Revise everything in the text on GP patient data from "In return, GP" down to "with the information.", replacing "PHNs" with "primary health networks".

Source document: Begin

Quote Of The Year

Timeless Quotes - Sadly The Late Paul Shetler - "Its not Your Health Record it's a Government Record Of Your Health Information"

or

H. L. Mencken - "For every complex problem there is an answer that is clear, simple, and wrong."

Thursday, July 18, 2019

Should GPs Be Required To Notify Patients If They Are Participating In This Program?

This appeared last week.

GP patient data worth up to $50k per year in PIP revamp

The department has also revealed the rules for PHNs collecting the data
8th July 2019
Practices will receive up to $50,000 a year for handing over de-identified patient data under the long-delayed Practice Incentive Program reforms designed to drive quality improvement.
The data will include general information on gender, sexual orientation and ethnicity, but also information such as the proportion of patients with diabetes with a current HbA1c result and the proportion of patients with a smoking status (see box).
However, as yet no detailed clinical data, such as patients' actual HBA1C or blood pressure results, is being collected.
In return, GP practices will receive $5 per standardised whole patient equivalent (SWPE) per year — a measure of practices' size used for various incentives already — capped at $12,500 per quarter.
The information will be extracted from GP practice software by local primary health networks using extraction software.
The PHNs are tasked with aggregating the information.
No GP practice data will be sent to the Department of Health, although PHNs will have to provide details about which practices have met the QI PIP requirements.
The Federal Government has stressed all the patient information collected from practices will be de-identified.
It has also produced a 20-page governance framework dictating what PHNs can and cannot do with the information.
It demands that PHNs identify individuals who access the GP data they hold, along with setting up a disaster recovery plan.

Source document: End
Data listing: Begin

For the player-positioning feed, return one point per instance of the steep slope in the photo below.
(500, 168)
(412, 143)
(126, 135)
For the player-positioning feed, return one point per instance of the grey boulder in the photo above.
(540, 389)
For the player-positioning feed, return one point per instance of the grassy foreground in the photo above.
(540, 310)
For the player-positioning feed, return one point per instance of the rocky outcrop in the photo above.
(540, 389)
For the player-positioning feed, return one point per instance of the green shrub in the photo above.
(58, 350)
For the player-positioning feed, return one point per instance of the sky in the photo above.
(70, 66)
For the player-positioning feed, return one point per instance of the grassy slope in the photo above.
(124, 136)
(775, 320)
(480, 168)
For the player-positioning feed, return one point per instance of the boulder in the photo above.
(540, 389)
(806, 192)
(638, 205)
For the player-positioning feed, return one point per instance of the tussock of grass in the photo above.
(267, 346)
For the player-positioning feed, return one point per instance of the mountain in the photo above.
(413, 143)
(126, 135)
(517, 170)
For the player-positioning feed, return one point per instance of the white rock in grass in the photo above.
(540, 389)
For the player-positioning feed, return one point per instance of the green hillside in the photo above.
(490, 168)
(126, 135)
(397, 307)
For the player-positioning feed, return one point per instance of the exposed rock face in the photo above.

Data listing: End

Exercise response -
In return, GP practices will receive $5 per standardised whole patient equivalent (SWPE) per year — a measure of practices' size used for various incentives already — capped at $12,500 per quarter.
The information will be extracted from GP practice software by local primary health networks using extraction software.
The primary health networks are tasked with aggregating the information.
No GP practice data will be sent to the Department of Health, although primary health networks will have to provide details about which practices have met the QI PIP requirements.
The Federal Government has stressed all the patient information collected from practices will be de-identified.
It has also produced a 20-page governance framework dictating what primary health networks can and cannot do with the information.